- [Work instructions]:
How many lines in the items below contain the word "road"? Reply with the count alone.
################
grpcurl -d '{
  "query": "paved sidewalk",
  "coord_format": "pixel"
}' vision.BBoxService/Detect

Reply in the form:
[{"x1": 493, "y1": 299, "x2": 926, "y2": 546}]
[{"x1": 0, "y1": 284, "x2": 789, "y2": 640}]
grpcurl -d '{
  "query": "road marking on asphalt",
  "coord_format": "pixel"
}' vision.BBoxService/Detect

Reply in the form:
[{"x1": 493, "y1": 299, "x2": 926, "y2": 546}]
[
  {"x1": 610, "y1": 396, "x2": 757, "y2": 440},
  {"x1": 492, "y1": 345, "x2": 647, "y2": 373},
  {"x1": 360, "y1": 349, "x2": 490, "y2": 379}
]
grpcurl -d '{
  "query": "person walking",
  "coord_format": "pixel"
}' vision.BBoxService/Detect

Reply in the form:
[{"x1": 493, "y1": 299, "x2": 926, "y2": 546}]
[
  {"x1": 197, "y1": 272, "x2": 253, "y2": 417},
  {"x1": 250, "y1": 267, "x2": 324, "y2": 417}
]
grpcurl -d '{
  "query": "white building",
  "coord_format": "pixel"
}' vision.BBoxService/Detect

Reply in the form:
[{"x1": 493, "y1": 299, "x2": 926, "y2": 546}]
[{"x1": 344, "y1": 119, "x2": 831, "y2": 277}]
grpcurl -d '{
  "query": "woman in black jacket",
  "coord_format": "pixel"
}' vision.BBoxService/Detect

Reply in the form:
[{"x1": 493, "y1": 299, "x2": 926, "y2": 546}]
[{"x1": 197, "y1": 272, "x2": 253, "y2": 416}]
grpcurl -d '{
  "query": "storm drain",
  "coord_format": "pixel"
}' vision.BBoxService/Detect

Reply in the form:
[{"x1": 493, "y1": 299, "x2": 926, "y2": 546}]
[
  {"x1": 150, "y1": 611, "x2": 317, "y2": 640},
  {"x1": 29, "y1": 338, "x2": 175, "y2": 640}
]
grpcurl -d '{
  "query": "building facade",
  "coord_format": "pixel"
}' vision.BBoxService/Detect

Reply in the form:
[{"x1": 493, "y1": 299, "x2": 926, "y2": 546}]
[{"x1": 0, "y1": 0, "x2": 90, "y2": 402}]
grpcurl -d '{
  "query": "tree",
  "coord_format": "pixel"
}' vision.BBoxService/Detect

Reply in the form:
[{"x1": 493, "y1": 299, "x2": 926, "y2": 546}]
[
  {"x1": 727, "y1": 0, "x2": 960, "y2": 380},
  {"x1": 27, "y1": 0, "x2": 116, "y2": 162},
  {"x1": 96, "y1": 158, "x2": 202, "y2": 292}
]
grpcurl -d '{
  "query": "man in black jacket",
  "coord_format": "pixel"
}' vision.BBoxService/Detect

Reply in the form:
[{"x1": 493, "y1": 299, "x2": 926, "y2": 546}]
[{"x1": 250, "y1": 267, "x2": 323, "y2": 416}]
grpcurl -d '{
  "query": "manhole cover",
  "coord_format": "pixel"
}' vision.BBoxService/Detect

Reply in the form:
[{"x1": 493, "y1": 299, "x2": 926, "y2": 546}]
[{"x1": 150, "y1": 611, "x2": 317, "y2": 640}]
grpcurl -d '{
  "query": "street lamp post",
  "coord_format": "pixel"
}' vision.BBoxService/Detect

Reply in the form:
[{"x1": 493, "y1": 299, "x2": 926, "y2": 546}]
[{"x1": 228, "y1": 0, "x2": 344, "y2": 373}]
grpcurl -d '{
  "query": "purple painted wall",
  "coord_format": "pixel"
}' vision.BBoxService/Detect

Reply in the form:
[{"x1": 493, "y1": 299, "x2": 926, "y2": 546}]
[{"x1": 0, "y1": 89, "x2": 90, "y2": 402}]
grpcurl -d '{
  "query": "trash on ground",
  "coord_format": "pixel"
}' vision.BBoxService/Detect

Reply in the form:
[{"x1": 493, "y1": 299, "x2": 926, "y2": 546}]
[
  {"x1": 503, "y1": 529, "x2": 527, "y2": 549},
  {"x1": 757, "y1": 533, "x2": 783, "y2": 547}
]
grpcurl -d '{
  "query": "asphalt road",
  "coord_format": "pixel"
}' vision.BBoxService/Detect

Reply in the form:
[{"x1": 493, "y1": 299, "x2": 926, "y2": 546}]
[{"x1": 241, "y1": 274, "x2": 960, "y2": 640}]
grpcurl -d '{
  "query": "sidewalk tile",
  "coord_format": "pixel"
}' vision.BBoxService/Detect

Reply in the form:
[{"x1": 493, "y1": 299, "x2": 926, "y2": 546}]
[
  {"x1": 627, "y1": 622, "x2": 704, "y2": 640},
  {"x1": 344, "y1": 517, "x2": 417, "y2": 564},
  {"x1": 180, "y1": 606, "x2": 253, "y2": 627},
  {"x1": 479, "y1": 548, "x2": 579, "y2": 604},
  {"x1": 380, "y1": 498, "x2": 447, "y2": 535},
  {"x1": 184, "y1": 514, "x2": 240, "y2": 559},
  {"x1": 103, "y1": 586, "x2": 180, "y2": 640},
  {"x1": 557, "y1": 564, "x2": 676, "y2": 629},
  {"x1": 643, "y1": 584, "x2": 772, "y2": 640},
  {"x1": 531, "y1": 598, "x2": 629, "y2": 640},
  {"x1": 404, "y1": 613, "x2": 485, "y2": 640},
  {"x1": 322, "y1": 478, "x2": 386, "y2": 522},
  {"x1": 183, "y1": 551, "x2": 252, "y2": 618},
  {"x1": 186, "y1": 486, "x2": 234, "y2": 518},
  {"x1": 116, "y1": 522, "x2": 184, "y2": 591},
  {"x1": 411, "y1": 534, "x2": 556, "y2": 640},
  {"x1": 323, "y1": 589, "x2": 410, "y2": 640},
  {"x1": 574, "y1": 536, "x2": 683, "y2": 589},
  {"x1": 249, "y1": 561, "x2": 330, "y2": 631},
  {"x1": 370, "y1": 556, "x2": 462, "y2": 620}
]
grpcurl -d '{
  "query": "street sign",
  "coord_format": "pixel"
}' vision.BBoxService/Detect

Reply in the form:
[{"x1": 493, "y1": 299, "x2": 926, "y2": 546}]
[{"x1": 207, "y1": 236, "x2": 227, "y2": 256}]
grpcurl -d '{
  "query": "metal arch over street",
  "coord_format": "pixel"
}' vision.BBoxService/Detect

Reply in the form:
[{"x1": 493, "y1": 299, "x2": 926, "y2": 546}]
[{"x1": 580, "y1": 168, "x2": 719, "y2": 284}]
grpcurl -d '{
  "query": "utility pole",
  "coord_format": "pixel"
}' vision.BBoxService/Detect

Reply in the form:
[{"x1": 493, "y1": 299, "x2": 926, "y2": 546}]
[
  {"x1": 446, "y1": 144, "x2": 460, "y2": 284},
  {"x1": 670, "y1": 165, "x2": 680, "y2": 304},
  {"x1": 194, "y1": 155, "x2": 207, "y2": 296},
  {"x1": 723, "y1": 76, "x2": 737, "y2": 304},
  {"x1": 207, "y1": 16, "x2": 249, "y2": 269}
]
################
- [Answer to this problem]:
2